WORK ITEM >> Please set down the records exactly, keeping every line.

+++

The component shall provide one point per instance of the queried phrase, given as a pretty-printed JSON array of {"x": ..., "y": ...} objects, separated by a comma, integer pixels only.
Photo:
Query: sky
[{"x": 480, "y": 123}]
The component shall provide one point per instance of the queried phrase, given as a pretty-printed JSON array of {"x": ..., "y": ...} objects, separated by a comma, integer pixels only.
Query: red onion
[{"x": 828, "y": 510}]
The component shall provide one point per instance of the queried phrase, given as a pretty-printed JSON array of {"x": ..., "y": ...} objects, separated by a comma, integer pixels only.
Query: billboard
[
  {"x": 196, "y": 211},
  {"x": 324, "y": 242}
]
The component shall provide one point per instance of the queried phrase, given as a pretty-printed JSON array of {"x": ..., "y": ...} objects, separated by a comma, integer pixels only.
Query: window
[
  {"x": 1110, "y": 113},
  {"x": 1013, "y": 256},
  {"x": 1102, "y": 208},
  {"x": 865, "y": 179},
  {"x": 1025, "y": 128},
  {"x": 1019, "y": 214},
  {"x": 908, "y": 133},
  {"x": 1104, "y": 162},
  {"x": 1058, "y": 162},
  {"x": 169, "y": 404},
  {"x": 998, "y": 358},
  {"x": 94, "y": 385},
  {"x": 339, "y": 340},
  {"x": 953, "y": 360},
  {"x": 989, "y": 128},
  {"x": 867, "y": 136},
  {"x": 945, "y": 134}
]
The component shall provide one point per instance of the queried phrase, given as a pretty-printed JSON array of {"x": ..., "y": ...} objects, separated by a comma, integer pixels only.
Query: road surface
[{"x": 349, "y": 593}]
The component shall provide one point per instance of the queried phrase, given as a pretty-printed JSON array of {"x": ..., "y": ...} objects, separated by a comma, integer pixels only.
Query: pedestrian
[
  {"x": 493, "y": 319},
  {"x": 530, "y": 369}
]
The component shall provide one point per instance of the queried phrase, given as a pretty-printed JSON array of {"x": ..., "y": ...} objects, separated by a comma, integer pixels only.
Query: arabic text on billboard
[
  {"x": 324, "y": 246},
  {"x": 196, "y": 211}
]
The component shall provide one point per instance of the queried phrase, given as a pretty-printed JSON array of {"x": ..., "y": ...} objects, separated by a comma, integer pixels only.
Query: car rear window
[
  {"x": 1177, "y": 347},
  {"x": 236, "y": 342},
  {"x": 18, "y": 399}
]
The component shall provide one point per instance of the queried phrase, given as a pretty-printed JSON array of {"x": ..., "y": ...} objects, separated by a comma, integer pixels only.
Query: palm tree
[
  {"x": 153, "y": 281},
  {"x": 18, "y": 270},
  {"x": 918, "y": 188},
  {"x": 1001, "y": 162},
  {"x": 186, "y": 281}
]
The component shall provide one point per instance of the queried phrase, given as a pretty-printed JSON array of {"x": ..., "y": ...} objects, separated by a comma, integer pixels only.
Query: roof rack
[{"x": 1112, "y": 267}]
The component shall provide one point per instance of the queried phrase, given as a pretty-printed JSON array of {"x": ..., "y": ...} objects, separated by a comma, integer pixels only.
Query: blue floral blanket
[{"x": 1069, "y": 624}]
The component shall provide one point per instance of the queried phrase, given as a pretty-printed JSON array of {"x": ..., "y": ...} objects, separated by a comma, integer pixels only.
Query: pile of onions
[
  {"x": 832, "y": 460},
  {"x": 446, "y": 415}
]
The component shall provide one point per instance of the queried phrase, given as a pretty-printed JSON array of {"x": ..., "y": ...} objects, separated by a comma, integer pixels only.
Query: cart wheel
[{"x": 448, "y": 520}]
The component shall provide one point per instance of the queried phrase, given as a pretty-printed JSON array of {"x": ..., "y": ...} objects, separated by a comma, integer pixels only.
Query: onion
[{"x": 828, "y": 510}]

+++

PROBLEM SOLUTION >>
The component shall provide one point per instance of the queried phrase, given as a pretty-printed JSON array of {"x": ..., "y": ...} objects, separated by a comma, integer pixels only.
Photo:
Query: sky
[{"x": 480, "y": 123}]
The component shall provide one point per instance of the queried phrase, given as a pretty-printed JSON array of {"x": ..., "y": ...} objects, separated by a comma, integer pixels only.
Query: red onion
[{"x": 828, "y": 510}]
The component shall provide one point per instance of the queried phrase, given as a pretty-printed JSON array of {"x": ..., "y": ...} objects, separated by a comma, integer pixels only.
Query: billboard
[
  {"x": 196, "y": 211},
  {"x": 324, "y": 242}
]
The component shall provide one point per instance of the queried phrase, given as a pretty-printed JSON array of {"x": ..., "y": ...} objects, separated by a comma, integer pixels only.
Query: window
[
  {"x": 1110, "y": 113},
  {"x": 1013, "y": 256},
  {"x": 1102, "y": 208},
  {"x": 865, "y": 179},
  {"x": 1025, "y": 128},
  {"x": 1019, "y": 214},
  {"x": 908, "y": 133},
  {"x": 1104, "y": 162},
  {"x": 1058, "y": 162},
  {"x": 169, "y": 404},
  {"x": 998, "y": 358},
  {"x": 94, "y": 385},
  {"x": 339, "y": 340},
  {"x": 953, "y": 360},
  {"x": 989, "y": 128},
  {"x": 867, "y": 136},
  {"x": 945, "y": 134}
]
The component shall provide one point per instance of the queried phrase, given as a pretty-printed JSON array of {"x": ..., "y": ...} objects, separated by a comma, integer pixels only.
Query: road surface
[{"x": 349, "y": 593}]
The component shall provide one point per instance of the queried phrase, given as a pretty-printed JSON array of {"x": ..., "y": ...} objects, separated by a comma, integer pixels only.
Query: pedestrian
[
  {"x": 493, "y": 319},
  {"x": 530, "y": 369}
]
The component shall provide one point per instance of the queried phrase, given as a pretty-printed JSON array of {"x": ..., "y": ...} objects, separated by a comma, integer pixels only.
Query: arabic text on billboard
[
  {"x": 324, "y": 246},
  {"x": 196, "y": 211}
]
The component shall provide one point per instance of the queried phrase, given as a pretty-printed JSON array of {"x": ..., "y": ...} objects, separated by a comma, integer pixels only.
Query: car rear window
[
  {"x": 1177, "y": 347},
  {"x": 236, "y": 342},
  {"x": 18, "y": 399}
]
The component shall provide one point per instance of the queried phrase, given as a pretty-printed JSON array of {"x": ..., "y": ...} objects, separated by a comma, integer pixels only.
Query: palm tree
[
  {"x": 153, "y": 281},
  {"x": 18, "y": 270},
  {"x": 918, "y": 188},
  {"x": 1001, "y": 162},
  {"x": 186, "y": 281}
]
The component shall provide one point per instance of the queried phrase, given as a pretty-printed JSON array of {"x": ..., "y": ...} objects, separated by a comma, integer pixels only.
Query: roof rack
[{"x": 1112, "y": 267}]
The component shall provide one point per instance of the queried phrase, given as a pretty-printed JSON array of {"x": ..., "y": ...} objects, separated by a comma, integer pixels only.
Query: blue floral blanket
[{"x": 1069, "y": 624}]
The component shall provide one point per instance of the queried phrase, given as a pretty-printed JSON array of {"x": ..., "y": ...} objects, separated by a comma, integer pixels only.
Query: pile of onions
[
  {"x": 832, "y": 460},
  {"x": 446, "y": 415}
]
The component shall provide one point per instance of the queried phrase, given as a pretty-printed JSON array of {"x": ..., "y": ...} objects, separated by a comma, integer pixels only.
Query: cart wheel
[{"x": 448, "y": 520}]
The component shall provide one point per instance of the queried phrase, given as a pretty-printed JSON array of {"x": ..., "y": ...} objects, separated by a comma, integer pixels only.
Query: onion
[{"x": 828, "y": 510}]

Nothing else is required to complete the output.